Copy out the lines below word for word, leaving out the pictures.

========

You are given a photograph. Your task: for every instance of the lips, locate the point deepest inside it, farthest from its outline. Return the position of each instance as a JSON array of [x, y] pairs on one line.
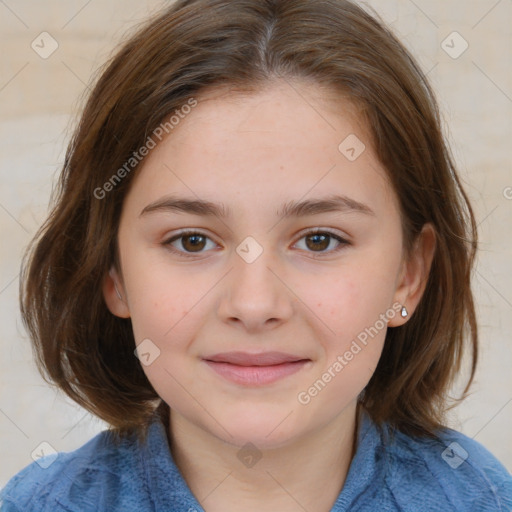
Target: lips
[[247, 369], [262, 359]]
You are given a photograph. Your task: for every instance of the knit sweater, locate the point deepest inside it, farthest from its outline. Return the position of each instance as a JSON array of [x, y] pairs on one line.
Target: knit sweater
[[387, 473]]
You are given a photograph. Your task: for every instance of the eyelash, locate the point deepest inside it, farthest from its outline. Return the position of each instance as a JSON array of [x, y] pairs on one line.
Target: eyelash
[[317, 231]]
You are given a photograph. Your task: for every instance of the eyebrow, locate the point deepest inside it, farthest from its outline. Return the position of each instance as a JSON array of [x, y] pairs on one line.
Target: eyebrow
[[334, 203]]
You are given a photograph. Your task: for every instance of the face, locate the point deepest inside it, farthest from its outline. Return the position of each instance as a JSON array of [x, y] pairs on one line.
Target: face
[[258, 275]]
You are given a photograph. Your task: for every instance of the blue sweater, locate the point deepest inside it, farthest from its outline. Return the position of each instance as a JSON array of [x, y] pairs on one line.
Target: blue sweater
[[405, 474]]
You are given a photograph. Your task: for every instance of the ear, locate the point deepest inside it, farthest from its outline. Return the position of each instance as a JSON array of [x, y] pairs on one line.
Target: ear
[[115, 295], [414, 274]]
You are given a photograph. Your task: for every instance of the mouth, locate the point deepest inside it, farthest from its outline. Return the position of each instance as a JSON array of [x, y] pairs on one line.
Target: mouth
[[255, 369]]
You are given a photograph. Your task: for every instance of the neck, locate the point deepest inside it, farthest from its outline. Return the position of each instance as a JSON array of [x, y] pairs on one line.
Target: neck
[[306, 473]]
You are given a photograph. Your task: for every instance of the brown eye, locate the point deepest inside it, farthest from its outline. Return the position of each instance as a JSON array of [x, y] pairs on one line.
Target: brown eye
[[319, 241], [193, 243], [189, 243]]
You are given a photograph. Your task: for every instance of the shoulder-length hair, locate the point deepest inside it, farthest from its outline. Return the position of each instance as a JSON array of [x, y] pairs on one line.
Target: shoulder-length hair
[[189, 47]]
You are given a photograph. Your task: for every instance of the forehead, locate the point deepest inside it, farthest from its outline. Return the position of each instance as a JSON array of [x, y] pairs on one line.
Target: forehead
[[277, 143]]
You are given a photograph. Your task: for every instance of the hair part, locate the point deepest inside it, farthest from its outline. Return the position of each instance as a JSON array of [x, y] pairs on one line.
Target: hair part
[[181, 52]]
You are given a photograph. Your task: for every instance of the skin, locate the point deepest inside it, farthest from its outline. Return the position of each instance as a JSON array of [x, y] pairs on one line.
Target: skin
[[254, 153]]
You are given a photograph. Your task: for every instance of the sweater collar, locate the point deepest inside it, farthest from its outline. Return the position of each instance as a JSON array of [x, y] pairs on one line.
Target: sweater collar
[[168, 489]]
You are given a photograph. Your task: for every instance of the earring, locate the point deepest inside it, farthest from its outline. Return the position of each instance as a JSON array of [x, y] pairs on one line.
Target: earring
[[117, 291]]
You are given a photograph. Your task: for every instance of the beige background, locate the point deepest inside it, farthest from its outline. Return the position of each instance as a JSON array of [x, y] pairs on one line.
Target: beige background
[[39, 97]]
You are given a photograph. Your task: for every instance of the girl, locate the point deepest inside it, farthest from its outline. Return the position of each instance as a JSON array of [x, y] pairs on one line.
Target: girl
[[257, 271]]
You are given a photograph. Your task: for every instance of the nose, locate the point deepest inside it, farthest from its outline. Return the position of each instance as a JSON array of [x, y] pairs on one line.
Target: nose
[[255, 296]]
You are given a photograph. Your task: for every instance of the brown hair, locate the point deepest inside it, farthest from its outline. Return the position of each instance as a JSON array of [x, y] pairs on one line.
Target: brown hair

========

◆ **Output for this task**:
You are given a photograph. Your task: for every instance of the lips, locate the point deepest inside it, farthest from its outline. Return the position of each instance as a JSON array of [x, y] pairs on one line.
Target: lips
[[247, 369], [262, 359]]
You are given a photograph. Your task: for every instance of the knit sweater, locate the point deepest inside it, farthest from its outline. Return the position of each instance as a JSON array of [x, y] pairs on one line.
Target: knit sweater
[[387, 473]]
You are given a photograph. Your task: for every instance of the eyelash, locate the point deepest inside it, farthest from its outline. Return the position of each instance as a JSON array of [x, y] pairs on one line.
Target: eyelash
[[317, 231]]
You are given a photograph. Your task: for every instance of the eyebrow, locate the point deepest inside it, farthest from its outline. Return the position of each instance as a JSON array of [x, y] pairs on one line.
Target: eyebrow
[[334, 203]]
You are given a photograph. Your task: for every instance of the face, locate the point deepest inside it, farthest from its outline. Return the position of each instance as a JSON array of [x, y] pairs on one line.
Target: face
[[258, 275]]
You are given a photograph. Your task: for every instance of the blue sweater, locate the point deepest inside it, farthest from its outline. Return the position of each instance as a JSON array of [x, y] pairs on one line.
Target: blue sweater
[[405, 474]]
You are given a photograph. Your task: for every instance of the ear, locate the point deepest inside it, farthest from its outline. Return the position of each instance as a JSON array of [x, y] pairs on one line.
Target: ear
[[115, 295], [414, 274]]
You are given a photograph. Your task: for every instance of the mouth, locate the point deepest inside it, farthest from its outline. Return the position of each instance as a JSON array of [x, y] pairs on one line.
Target: mouth
[[255, 369]]
You are given a photograph. Your task: for every instance of the neck, locate the point deepest inside it, farthest from its outline. Return the position of each instance as a JSON array of [x, y] pairs on one line.
Target: neck
[[306, 473]]
You are given a photograph. Your task: for every instance of the brown eye, locate the point deepest inside it, farthest from its outline. Return the position of each instance as a JSON array of [x, y] pairs on one line.
Target: brown eye
[[319, 241], [193, 243], [189, 243]]
You are given a photograph. Your task: for every instance of the shoulder-length hair, locate the point deepest inside it, farthest from its outline. Return the position of each instance as a JSON array of [x, y] pairs on one line.
Target: shoulder-length hair
[[189, 47]]
You are given a photograph. Your task: for every instance of the forehead, locate the point deepest inside it, farthest from its outline. Return the position of each instance as a JSON array of [x, y] pairs on one line.
Target: forehead
[[277, 143]]
You are given a photograph. Your task: for every instance of the hair part, locate the point deepest inside it, farthest from its outline. Return the position of each instance as a JSON array of [x, y] pairs on one line.
Target: hair part
[[181, 52]]
You are given a photograph. Your task: for every instance of the skin, locate the point deepest inside it, farthest from its outline. Return the position of each instance as a JSON array of [x, y] pairs on one line.
Target: skin
[[254, 153]]
You are given a photograph. Your task: for every instance of the sweater collar, locate the point deepest inside it, farthest from its outline. Return the position of each instance as a JSON array of [x, y] pairs on one line.
Target: sweater collar
[[168, 489]]
You are given a photograph. Your task: for every instance of the earring, locate the point deepest inside it, farthest from its outline. Return the position of each instance as a JSON array of [x, y] pairs on one line.
Target: earring
[[117, 291]]
You are given a photograph. Your task: for every instance of the beige background, locate the point deepest inside it, farthest from its outline. Return the position of each instance as a JSON array of [x, y] pairs on one line.
Target: beige background
[[39, 97]]
You are given a photograph. Your task: for every instance of the girl, locate the point deepest inside it, farthest from its outline. Return the position of each instance as a JSON array of [x, y] pairs on one line.
Target: girl
[[257, 271]]
You are given a photograph. Your task: for every instance of the nose, locate the point deepest inside it, farthest from its outline. Return the position of each instance as a JSON array of [x, y] pairs on one line.
Target: nose
[[255, 296]]
You are given a photograph. Your task: for every instance of the brown hair, locate the point deepest inside it, farthest from its outline. Return the position of each instance as a JSON array of [x, y] pairs on one line.
Target: brown hair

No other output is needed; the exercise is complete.